**WRITTEN PROBLEM:**
Lay out the material from the line containing "Thank you for the photo. Could you tag the sunlight" through the end of the material, inclusive, as a Markdown table with the columns Row and Line. Give one numbered row per line, skip blank lines, and leave the pictures out.

Dataset records
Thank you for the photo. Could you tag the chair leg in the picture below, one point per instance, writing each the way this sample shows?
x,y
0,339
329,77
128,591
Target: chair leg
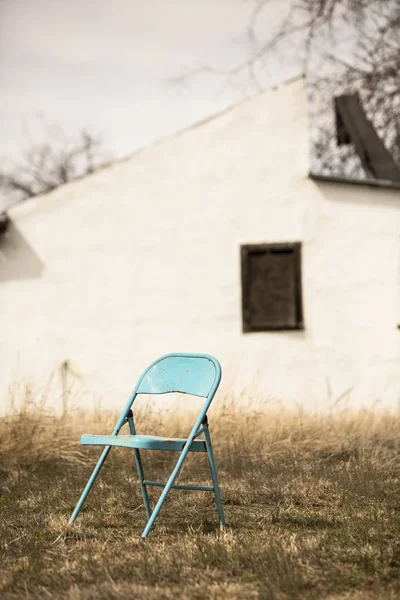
x,y
143,488
139,467
167,488
214,477
89,484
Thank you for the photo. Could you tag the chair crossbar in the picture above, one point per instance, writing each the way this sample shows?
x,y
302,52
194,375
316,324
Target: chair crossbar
x,y
202,488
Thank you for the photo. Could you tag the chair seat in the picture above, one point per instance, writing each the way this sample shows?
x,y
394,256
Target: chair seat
x,y
144,442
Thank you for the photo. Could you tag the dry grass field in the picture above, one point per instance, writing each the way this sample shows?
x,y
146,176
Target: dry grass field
x,y
312,506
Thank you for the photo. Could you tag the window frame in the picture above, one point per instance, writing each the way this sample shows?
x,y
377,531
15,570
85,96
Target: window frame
x,y
274,248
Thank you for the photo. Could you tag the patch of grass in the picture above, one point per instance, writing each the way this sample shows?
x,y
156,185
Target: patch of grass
x,y
311,503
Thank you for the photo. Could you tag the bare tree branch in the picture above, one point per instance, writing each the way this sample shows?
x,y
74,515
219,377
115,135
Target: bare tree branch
x,y
46,165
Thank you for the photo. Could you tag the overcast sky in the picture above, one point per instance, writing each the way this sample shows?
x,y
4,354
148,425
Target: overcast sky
x,y
103,64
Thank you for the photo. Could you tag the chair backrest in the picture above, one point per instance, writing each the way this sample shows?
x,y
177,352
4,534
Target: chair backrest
x,y
195,374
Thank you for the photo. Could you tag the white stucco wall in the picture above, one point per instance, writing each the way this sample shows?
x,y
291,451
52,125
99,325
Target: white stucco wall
x,y
142,259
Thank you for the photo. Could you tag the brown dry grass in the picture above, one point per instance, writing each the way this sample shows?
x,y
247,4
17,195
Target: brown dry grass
x,y
312,505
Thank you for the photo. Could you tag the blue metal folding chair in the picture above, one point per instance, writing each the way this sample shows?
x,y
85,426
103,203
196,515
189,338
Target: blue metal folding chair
x,y
195,374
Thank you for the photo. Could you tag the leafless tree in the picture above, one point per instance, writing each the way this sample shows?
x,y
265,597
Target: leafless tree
x,y
46,165
349,46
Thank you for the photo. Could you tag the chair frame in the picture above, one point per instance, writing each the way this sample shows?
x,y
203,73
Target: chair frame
x,y
200,427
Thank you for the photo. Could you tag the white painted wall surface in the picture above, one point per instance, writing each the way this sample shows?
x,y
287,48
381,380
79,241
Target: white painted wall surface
x,y
142,259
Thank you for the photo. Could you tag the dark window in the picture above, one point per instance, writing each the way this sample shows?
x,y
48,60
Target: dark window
x,y
354,127
271,287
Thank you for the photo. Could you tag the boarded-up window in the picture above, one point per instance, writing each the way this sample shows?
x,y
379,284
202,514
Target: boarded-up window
x,y
271,287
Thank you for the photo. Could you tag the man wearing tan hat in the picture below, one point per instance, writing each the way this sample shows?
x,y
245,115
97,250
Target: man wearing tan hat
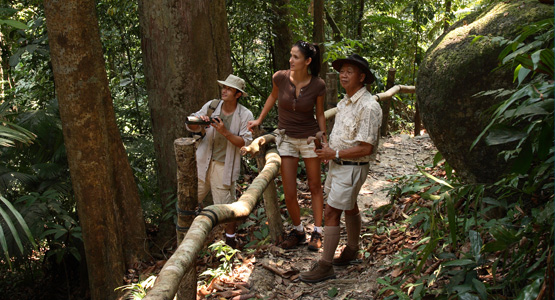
x,y
218,153
352,141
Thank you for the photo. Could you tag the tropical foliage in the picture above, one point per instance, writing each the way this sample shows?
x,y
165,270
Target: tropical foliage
x,y
493,241
36,198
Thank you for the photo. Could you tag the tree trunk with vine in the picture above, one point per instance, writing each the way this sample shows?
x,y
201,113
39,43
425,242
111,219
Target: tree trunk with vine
x,y
186,49
108,204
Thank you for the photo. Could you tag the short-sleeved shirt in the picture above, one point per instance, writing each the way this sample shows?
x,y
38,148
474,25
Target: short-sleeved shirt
x,y
296,115
220,142
358,119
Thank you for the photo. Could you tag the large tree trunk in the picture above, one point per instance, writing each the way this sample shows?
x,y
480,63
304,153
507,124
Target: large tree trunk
x,y
186,48
283,39
107,199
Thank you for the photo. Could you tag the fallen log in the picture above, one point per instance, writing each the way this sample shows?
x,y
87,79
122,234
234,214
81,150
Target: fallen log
x,y
168,280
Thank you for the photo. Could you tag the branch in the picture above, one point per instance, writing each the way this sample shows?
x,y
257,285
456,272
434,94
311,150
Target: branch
x,y
175,268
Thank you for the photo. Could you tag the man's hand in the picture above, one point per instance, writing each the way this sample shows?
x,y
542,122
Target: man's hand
x,y
218,124
252,124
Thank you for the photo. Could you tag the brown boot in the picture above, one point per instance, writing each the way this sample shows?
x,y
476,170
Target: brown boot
x,y
320,271
315,241
348,256
293,239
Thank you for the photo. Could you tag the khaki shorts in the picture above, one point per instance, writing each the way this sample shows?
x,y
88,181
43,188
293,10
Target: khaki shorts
x,y
220,194
288,146
343,184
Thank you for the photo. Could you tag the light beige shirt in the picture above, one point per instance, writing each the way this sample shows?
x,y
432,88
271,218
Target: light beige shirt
x,y
358,119
233,154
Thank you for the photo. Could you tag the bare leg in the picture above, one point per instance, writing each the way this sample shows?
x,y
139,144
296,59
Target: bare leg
x,y
313,171
289,166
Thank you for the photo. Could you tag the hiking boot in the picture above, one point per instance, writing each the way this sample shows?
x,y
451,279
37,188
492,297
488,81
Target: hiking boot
x,y
320,271
348,256
293,239
315,241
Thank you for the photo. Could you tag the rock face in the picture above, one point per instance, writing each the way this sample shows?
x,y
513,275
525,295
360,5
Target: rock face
x,y
454,69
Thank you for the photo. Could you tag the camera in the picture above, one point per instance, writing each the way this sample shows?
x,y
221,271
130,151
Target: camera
x,y
192,120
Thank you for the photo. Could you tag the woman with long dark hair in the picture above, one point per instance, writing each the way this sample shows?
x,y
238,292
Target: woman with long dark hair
x,y
300,95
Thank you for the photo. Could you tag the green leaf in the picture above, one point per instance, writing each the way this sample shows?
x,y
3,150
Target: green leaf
x,y
21,221
522,163
531,291
545,141
437,158
15,24
452,219
468,296
481,288
546,57
476,245
4,245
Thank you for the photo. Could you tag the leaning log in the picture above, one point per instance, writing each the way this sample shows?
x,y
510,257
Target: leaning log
x,y
254,148
187,194
168,280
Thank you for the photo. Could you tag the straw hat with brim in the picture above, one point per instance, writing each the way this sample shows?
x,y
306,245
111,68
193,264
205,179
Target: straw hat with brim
x,y
358,61
234,82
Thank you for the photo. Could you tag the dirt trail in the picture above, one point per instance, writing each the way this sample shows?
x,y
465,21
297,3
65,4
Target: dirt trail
x,y
397,156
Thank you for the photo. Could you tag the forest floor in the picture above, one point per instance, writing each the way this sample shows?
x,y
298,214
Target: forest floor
x,y
270,272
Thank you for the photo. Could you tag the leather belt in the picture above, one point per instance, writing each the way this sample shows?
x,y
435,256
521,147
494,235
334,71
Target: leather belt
x,y
350,163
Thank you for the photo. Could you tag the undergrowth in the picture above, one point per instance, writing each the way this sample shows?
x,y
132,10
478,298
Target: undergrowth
x,y
490,241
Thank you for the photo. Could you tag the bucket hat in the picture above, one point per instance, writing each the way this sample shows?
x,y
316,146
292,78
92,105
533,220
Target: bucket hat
x,y
358,61
234,82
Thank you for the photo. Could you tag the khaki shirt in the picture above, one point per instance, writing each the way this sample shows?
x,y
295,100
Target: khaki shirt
x,y
232,162
358,119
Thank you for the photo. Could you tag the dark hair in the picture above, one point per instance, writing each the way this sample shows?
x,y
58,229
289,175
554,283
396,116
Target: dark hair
x,y
312,51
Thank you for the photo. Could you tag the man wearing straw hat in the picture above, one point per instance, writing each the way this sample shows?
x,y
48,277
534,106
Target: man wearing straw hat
x,y
353,139
218,153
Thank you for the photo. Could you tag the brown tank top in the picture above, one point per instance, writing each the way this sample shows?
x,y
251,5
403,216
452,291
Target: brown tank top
x,y
296,114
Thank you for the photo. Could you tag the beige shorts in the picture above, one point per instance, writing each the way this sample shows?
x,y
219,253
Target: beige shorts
x,y
288,146
343,184
221,194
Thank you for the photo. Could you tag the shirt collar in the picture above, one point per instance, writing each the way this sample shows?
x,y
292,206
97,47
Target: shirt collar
x,y
356,95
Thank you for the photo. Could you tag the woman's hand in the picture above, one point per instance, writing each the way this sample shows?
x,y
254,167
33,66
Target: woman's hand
x,y
326,153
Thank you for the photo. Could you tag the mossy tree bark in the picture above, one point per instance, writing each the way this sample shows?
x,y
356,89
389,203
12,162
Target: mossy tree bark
x,y
108,204
182,259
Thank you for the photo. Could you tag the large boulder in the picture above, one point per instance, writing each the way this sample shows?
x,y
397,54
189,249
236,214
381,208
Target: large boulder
x,y
455,69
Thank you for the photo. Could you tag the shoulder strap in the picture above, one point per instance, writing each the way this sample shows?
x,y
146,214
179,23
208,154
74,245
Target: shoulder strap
x,y
212,107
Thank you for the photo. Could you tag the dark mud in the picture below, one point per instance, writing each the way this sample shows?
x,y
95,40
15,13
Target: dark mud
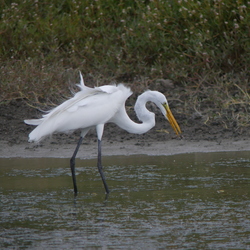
x,y
197,135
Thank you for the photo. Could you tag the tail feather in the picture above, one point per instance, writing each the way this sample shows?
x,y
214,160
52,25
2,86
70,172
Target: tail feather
x,y
34,122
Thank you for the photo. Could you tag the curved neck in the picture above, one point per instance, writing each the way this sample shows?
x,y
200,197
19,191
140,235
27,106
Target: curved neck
x,y
144,115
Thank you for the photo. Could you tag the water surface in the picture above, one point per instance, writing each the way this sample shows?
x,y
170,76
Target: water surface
x,y
189,201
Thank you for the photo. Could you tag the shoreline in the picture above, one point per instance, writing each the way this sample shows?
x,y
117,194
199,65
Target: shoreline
x,y
89,150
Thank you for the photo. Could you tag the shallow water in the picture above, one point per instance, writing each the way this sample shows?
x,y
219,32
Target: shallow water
x,y
189,201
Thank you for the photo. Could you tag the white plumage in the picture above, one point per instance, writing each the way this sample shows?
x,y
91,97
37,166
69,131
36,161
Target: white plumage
x,y
93,107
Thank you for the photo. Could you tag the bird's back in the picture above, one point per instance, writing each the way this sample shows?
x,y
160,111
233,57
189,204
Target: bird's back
x,y
89,107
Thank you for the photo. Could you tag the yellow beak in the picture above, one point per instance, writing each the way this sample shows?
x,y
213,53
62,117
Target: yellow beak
x,y
172,120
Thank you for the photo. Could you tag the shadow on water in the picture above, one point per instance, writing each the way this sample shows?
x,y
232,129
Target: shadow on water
x,y
192,201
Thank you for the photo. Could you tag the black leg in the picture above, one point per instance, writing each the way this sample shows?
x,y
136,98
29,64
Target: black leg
x,y
99,165
72,164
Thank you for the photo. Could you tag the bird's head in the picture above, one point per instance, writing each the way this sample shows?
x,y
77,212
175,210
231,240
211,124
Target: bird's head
x,y
162,103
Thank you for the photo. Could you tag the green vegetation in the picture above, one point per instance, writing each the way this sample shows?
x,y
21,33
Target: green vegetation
x,y
200,45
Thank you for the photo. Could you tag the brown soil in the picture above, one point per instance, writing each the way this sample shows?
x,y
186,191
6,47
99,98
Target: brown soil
x,y
197,136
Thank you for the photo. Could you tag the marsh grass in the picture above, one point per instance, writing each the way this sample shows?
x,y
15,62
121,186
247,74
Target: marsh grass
x,y
203,46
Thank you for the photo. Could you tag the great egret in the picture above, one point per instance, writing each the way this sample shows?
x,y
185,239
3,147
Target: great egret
x,y
93,107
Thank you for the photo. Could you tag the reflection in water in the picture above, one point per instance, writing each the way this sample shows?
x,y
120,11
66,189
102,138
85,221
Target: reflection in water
x,y
182,201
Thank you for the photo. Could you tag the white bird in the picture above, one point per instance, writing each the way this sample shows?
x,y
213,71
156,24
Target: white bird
x,y
93,107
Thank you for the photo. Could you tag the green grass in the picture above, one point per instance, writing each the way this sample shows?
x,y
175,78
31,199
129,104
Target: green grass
x,y
200,45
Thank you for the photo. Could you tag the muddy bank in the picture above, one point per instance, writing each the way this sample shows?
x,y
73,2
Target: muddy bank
x,y
197,136
132,147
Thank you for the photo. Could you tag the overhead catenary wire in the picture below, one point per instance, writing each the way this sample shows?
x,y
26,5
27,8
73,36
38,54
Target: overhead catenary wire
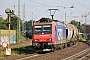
x,y
38,3
82,5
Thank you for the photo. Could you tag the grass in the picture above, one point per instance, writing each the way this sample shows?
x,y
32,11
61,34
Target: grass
x,y
23,50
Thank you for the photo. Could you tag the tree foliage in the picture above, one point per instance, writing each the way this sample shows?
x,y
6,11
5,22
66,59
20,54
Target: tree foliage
x,y
78,25
3,24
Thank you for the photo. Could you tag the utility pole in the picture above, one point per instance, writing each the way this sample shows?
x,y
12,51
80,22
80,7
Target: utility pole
x,y
18,20
52,14
32,18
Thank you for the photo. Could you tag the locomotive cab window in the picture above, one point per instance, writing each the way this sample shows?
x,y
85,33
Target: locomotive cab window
x,y
43,29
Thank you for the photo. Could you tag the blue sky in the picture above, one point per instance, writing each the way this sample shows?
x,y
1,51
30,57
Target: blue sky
x,y
39,9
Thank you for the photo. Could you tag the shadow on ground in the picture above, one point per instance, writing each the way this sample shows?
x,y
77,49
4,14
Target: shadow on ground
x,y
24,50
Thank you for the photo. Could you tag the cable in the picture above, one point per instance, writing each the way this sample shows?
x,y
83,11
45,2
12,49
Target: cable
x,y
82,5
38,3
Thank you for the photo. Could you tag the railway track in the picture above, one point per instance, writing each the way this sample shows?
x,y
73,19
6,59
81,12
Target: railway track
x,y
79,56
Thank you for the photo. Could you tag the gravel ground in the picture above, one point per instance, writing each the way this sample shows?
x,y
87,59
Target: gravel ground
x,y
57,55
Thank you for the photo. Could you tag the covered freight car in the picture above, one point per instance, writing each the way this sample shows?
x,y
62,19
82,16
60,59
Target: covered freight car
x,y
51,34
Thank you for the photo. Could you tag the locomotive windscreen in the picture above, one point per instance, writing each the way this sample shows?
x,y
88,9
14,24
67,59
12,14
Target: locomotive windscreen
x,y
43,29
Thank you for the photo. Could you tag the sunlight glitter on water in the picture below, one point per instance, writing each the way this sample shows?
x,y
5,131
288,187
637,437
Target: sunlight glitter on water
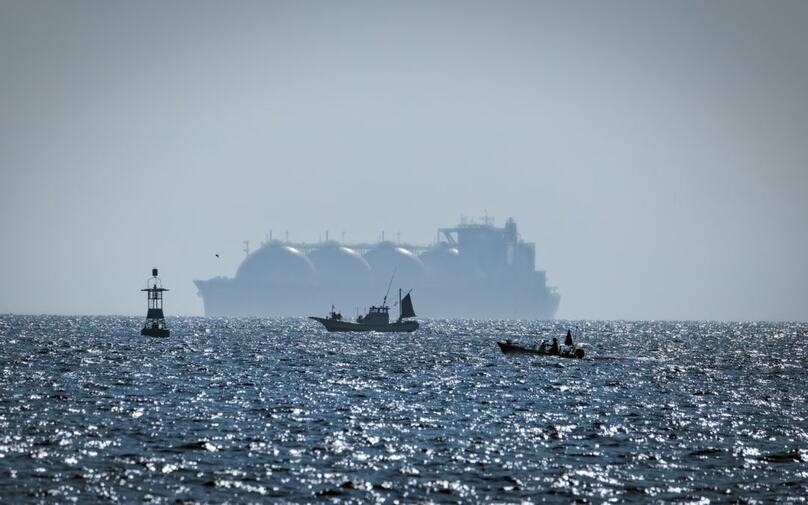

**RESPONSE:**
| Row | Line |
|---|---|
| 1 | Thank you for the photo. Could you tag the sunlight glitter on water in the picture below, one point per instance, writing each the way this sample shows? |
| 2 | x,y |
| 3 | 5,131 |
| 4 | 288,187 |
| 5 | 637,437 |
| 6 | Target: sunlight glitter on water |